§ Problem to solve
Images should be left out, and everything else in the listing reproduced exactly.

§ Materials provided
"""

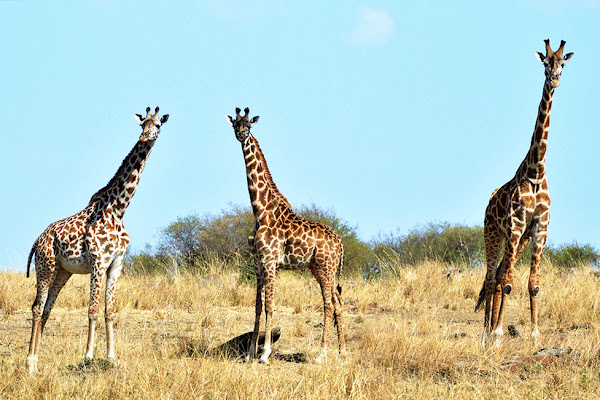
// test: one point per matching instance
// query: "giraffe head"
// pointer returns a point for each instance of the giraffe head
(241, 125)
(151, 124)
(553, 61)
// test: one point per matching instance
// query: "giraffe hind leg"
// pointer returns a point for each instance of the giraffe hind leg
(61, 278)
(45, 272)
(493, 241)
(337, 318)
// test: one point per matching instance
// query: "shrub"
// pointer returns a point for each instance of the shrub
(194, 243)
(442, 242)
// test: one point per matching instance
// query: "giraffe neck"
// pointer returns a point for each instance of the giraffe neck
(121, 188)
(533, 167)
(264, 195)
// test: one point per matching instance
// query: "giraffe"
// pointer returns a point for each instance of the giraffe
(283, 240)
(93, 241)
(518, 212)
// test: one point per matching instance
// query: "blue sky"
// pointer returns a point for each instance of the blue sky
(391, 113)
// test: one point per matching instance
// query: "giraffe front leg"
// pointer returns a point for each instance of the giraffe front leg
(327, 315)
(269, 272)
(260, 292)
(61, 278)
(493, 241)
(337, 304)
(36, 326)
(112, 280)
(97, 277)
(506, 280)
(534, 280)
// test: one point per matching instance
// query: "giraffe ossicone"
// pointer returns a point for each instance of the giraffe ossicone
(283, 240)
(519, 213)
(93, 241)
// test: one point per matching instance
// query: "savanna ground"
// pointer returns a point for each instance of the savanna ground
(410, 335)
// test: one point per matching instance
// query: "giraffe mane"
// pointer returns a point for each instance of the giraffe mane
(269, 177)
(115, 178)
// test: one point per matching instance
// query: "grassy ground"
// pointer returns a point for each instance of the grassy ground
(412, 336)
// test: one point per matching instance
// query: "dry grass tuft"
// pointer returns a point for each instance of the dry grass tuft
(411, 335)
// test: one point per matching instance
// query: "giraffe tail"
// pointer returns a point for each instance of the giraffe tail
(338, 292)
(481, 297)
(31, 253)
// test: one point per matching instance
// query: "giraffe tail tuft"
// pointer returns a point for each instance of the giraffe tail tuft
(481, 297)
(31, 253)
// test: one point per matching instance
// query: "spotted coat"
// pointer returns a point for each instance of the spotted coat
(519, 212)
(93, 241)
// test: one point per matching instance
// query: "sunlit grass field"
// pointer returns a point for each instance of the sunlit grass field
(412, 334)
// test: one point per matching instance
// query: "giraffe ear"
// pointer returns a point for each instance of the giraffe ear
(567, 57)
(540, 56)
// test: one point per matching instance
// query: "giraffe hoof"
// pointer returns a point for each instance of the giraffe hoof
(31, 364)
(263, 361)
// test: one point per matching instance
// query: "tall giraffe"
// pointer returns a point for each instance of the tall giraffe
(93, 241)
(283, 240)
(518, 212)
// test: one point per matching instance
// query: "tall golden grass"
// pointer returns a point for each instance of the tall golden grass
(412, 334)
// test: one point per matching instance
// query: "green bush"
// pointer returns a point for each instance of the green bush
(443, 242)
(193, 242)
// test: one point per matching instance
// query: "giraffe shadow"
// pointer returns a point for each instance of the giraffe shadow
(238, 347)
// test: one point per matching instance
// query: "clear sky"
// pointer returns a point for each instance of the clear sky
(391, 113)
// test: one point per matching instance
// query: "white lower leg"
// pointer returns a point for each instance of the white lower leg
(251, 352)
(264, 358)
(31, 364)
(322, 355)
(91, 331)
(110, 343)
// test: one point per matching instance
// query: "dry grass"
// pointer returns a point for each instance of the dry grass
(412, 336)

"""

§ Response to the exercise
// test: one point per matching instance
// query: "giraffe head"
// pointer returns a point for each instance of the giraffe head
(241, 125)
(151, 124)
(553, 61)
// test: one point per matching instance
// query: "giraffe hind leg"
// pointer returns a point for each instance of the giraffe hind leg
(61, 278)
(45, 272)
(493, 241)
(337, 318)
// test: one point per matching instance
// query: "shrub"
// pointer returns a point for each instance of the shrub
(194, 243)
(442, 242)
// test: one point per matching instance
// query: "giraffe neck"
// pointer returns a point for each instance of the giraffe neck
(121, 188)
(533, 167)
(264, 195)
// test: one point per matching instance
// query: "giraffe"
// pointer returns a point for each instance of the giraffe
(283, 240)
(93, 241)
(518, 212)
// test: one point per matching instance
// query: "blue sky"
// pointer returns a point for each instance of the blue sky
(391, 113)
// test: one point per matching instance
// query: "giraffe front leg"
// pointer returns a point for each instance of the giraffe front leg
(327, 315)
(269, 272)
(260, 292)
(61, 278)
(493, 241)
(337, 304)
(36, 326)
(112, 280)
(97, 277)
(506, 280)
(534, 280)
// test: one point per matching instance
// query: "giraffe ossicone"
// pointer returns a point for each instance of the giraffe ossicone
(283, 240)
(519, 213)
(93, 241)
// test: one point per matching instance
// query: "savanna ground"
// pointer returns a point for each instance of the savanna ground
(410, 335)
// test: one point per matching instance
// query: "giraffe mane"
// pointer returns a point for each instance of the giraffe mane
(269, 177)
(115, 178)
// test: one point per matching instance
// query: "grassy ground"
// pointer returns a point for each instance of the grassy ground
(412, 336)
// test: one point per matching instance
// query: "dry grass tuft"
// pointer returns a point for each instance of the dry grass tuft
(411, 335)
// test: one point per matching instance
// query: "giraffe tail"
// pointer returns a point for each instance of the giraffe tail
(338, 292)
(481, 297)
(31, 253)
// test: one point per matching instance
// query: "giraffe tail tuft"
// pointer returns a point for each instance of the giraffe tail tuft
(481, 297)
(31, 253)
// test: one point per matching instance
// query: "spotted coat"
// pointer returns a point for each instance of the spotted coat
(519, 212)
(93, 241)
// test: one point per matching instance
// query: "sunlit grass field"
// pointer returns a point for each instance of the sunlit grass field
(412, 334)
// test: one point per matching instance
// query: "giraffe ear"
// pointer returns a point for each instance of the giraffe ear
(567, 57)
(540, 56)
// test: one point per matching instance
// query: "giraffe hoof"
// pointer returns a point for each instance of the giraffe hoof
(31, 364)
(263, 361)
// test: one point per matching instance
// query: "tall giraffe"
// pointer returns a point for each instance of the tall giraffe
(93, 241)
(283, 240)
(518, 212)
// test: one point per matching instance
// query: "tall golden grass"
// pointer returns a point for each instance of the tall golden grass
(412, 334)
// test: one point per matching instance
// query: "green bush"
// pointer returns a point for each instance of the green bush
(443, 242)
(193, 242)
// test: one point per matching instance
// query: "giraffe shadow"
// pointer returns a point for each instance of the giraffe shadow
(238, 347)
// test: one point per matching instance
// query: "clear sky"
// pointer returns a point for each instance of the clear sky
(391, 113)
// test: one point per matching instance
// query: "white lower leg"
// pointer returns a point for each instance of the white lower leg
(251, 352)
(264, 358)
(31, 364)
(322, 355)
(91, 331)
(110, 343)
// test: one point per matching instance
// query: "dry grass"
// pointer returns a point for each instance of the dry grass
(412, 336)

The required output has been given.